- _WHAT YOU SHOULD DO_: Print each record below character for character.

_ _ _ _

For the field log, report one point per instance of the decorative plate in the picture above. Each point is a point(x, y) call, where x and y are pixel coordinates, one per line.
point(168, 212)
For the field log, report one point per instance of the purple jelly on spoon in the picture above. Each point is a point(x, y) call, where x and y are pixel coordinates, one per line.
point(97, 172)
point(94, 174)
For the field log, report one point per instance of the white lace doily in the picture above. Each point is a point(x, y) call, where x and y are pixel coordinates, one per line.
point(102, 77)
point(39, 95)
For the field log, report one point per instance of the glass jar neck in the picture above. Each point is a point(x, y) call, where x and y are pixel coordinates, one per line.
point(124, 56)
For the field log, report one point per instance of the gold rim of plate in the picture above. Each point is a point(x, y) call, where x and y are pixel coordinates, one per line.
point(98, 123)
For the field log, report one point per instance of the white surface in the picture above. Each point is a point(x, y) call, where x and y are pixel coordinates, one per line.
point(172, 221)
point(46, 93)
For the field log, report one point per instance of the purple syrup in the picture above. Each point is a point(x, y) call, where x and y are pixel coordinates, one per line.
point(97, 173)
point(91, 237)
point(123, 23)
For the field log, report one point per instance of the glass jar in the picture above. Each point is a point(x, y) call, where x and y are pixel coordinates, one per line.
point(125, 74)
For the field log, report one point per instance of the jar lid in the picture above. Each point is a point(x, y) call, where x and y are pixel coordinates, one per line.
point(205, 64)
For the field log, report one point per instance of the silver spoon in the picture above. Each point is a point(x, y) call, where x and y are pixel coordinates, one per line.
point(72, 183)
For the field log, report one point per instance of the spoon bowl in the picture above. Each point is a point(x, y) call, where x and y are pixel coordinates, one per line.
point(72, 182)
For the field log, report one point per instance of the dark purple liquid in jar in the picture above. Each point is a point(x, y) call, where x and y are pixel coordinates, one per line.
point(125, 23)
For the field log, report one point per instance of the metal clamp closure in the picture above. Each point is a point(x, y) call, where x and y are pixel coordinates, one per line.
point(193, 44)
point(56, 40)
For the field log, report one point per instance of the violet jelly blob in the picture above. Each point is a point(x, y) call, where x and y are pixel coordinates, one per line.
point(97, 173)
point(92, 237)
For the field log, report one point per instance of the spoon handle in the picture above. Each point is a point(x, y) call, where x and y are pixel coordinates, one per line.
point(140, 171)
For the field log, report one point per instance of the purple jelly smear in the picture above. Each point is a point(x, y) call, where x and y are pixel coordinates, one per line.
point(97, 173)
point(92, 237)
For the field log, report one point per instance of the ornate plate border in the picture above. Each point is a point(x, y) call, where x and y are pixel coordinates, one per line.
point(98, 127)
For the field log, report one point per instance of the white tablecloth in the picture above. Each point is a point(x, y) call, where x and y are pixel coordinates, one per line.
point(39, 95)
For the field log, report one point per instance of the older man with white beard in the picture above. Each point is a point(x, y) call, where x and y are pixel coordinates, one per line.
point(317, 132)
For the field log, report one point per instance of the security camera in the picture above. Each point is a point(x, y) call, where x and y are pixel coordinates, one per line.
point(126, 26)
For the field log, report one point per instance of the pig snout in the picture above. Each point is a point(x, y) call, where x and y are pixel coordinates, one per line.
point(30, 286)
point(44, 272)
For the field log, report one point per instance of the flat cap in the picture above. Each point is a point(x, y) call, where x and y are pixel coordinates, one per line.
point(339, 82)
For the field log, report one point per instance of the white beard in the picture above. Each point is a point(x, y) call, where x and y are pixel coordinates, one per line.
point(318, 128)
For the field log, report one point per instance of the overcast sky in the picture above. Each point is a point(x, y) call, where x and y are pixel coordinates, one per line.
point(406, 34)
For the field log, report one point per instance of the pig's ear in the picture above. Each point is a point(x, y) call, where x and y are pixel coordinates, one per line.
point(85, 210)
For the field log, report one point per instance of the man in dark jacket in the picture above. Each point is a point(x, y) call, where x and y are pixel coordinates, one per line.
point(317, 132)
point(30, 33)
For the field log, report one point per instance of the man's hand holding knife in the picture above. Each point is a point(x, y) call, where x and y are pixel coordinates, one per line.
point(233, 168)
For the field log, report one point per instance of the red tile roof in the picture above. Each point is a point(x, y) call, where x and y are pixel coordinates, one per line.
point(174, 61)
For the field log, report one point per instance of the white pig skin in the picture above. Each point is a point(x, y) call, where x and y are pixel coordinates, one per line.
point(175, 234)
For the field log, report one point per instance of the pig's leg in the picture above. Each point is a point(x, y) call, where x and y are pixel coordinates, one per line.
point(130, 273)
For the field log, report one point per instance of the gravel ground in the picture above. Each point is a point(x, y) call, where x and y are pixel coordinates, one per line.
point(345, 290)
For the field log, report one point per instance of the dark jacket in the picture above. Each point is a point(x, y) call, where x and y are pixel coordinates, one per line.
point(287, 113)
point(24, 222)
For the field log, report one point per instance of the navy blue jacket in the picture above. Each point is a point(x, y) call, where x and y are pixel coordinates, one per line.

_ _ _ _

- _ANSWER TO THIS TASK_:
For the field log, report one point per instance of the decorative plate in the picture above. Each point is a point(x, y) call, where x and y are pixel coordinates, one per line.
point(168, 212)
For the field log, report one point per instance of the purple jelly on spoon in the picture above. Each point is a point(x, y) call, where x and y are pixel coordinates, one per line.
point(97, 172)
point(94, 174)
For the field log, report one point per instance of the white lace doily in the picture above. Each point is a point(x, y) call, where x and y are pixel coordinates, one per line.
point(102, 77)
point(39, 95)
For the field log, report one point per instance of the glass jar neck in the picture above. Each point is a point(x, y) call, where x and y are pixel coordinates, one per line.
point(124, 56)
For the field log, report one point per instance of the gold rim of plate in the picture above. Each point is a point(x, y) call, where x and y are pixel coordinates, one per line.
point(98, 123)
For the field log, report one point per instance of the white surface in the picture above. Each point is a point(x, y) call, where x and y are pixel coordinates, one per line.
point(172, 221)
point(46, 93)
For the field log, report one point per instance of the purple syrup in the picture above. Each point is a point(x, y) call, where x and y are pixel coordinates, one per line.
point(97, 173)
point(91, 237)
point(123, 23)
For the field log, report one point per instance of the glass jar in the picture above. Each point is a point(x, y) call, where x and y are pixel coordinates, one per line.
point(125, 74)
For the field log, report one point per instance of the jar lid in the picture above. Each point is a point(x, y) call, where x and y are pixel coordinates, one per line.
point(205, 64)
For the field log, report one point per instance of the silver spoon in the picture above. Each point is a point(x, y) call, where x and y are pixel coordinates, one per line.
point(72, 183)
For the field log, report one point per instance of the spoon bowl in the picture above. Each point is a point(x, y) call, where x and y are pixel coordinates, one per line.
point(72, 182)
For the field log, report one point per instance of the dark purple liquid in jar in the picture above. Each point is a point(x, y) call, where x and y are pixel coordinates, one per line.
point(125, 23)
For the field log, report one point per instance of the metal clamp closure in the picture above. Each point is a point(x, y) call, where x and y are pixel coordinates, one per line.
point(193, 44)
point(56, 40)
For the field log, report one point per instance of the violet jelly blob in the picture above. Each point is a point(x, y) call, where x and y are pixel coordinates, one per line.
point(97, 173)
point(92, 237)
For the field log, report one point per instance of the spoon handle in the picture above. Each point is a point(x, y) call, where x and y are pixel coordinates, one per line.
point(140, 171)
For the field log, report one point per instance of the purple jelly smear in the picture above. Each point is a point(x, y) call, where x and y are pixel coordinates, one per line.
point(97, 173)
point(92, 237)
For the field log, report one point per instance of the ornate plate border in the picture above. Each point is a point(x, y) call, where x and y are pixel coordinates, one per line.
point(98, 127)
For the field log, report one point per instance of the white tablecloth in the picture above. Each point is a point(x, y) call, where x and y are pixel coordinates, one per line.
point(39, 95)
For the field log, report one point per instance of the older man with white beard in the picture above. Each point is a point(x, y) call, where x and y are pixel coordinates, one per line.
point(317, 132)
For the field log, report one point per instance of the security camera in the picture above. Each point is a point(x, y) call, where x and y are pixel coordinates, one per line.
point(126, 26)
For the field log, report one point per instance of the pig snout in the picture above. Each point is a point(x, y) call, where x and y are pixel coordinates, one per line.
point(30, 286)
point(44, 272)
For the field log, report one point per instance of the flat cap in the picture above. Each point is a point(x, y) call, where x and y are pixel coordinates, one per line.
point(339, 82)
For the field log, report one point per instance of the white beard in the picture above. Each point is a point(x, y) call, where x and y are pixel coordinates, one per line.
point(318, 128)
For the field log, report one point per instance of the overcast sky in the picture above. Each point is a point(x, y) call, where x and y are pixel coordinates, one per line.
point(406, 34)
For the field log, report one point per instance of the pig's ear in the picture above. Each point is a point(x, y) call, where x and y are pixel coordinates, one per line.
point(85, 210)
For the field log, report one point per instance of the man in dark jacket in the picture above. Each point is a point(x, y) call, where x and y are pixel coordinates, one per line.
point(317, 132)
point(30, 33)
For the field log, report one point per instance of the man's hand holding knife in the picture above. Each point is a point(x, y) call, where x and y are pixel coordinates, one per line.
point(233, 168)
For the field log, report one point per instance of the red tile roof in the picture above. Each point is a point(x, y) call, where x and y are pixel coordinates, one per line.
point(174, 61)
For the field log, report one point per instance of the white pig skin in the picture above. Each point is a point(x, y) call, where x and y are pixel coordinates, one per line.
point(175, 234)
For the field log, report one point per instance of the pig's leg in the picture above. Each point is a point(x, y) call, where x and y are pixel coordinates, one per line.
point(130, 273)
For the field log, report one point per instance of the gravel ground in the picture above. Each point is a point(x, y) call, where x and y are pixel coordinates, one per line.
point(345, 290)
For the field log, report one point per instance of the dark jacket in the picture above. Each point is a point(x, y) call, where x and y are pixel coordinates, one per line.
point(287, 113)
point(24, 222)
For the field log, report one point per instance of the navy blue jacket in the picture above. Each point is a point(x, y) call, where x and y are pixel coordinates, one per line.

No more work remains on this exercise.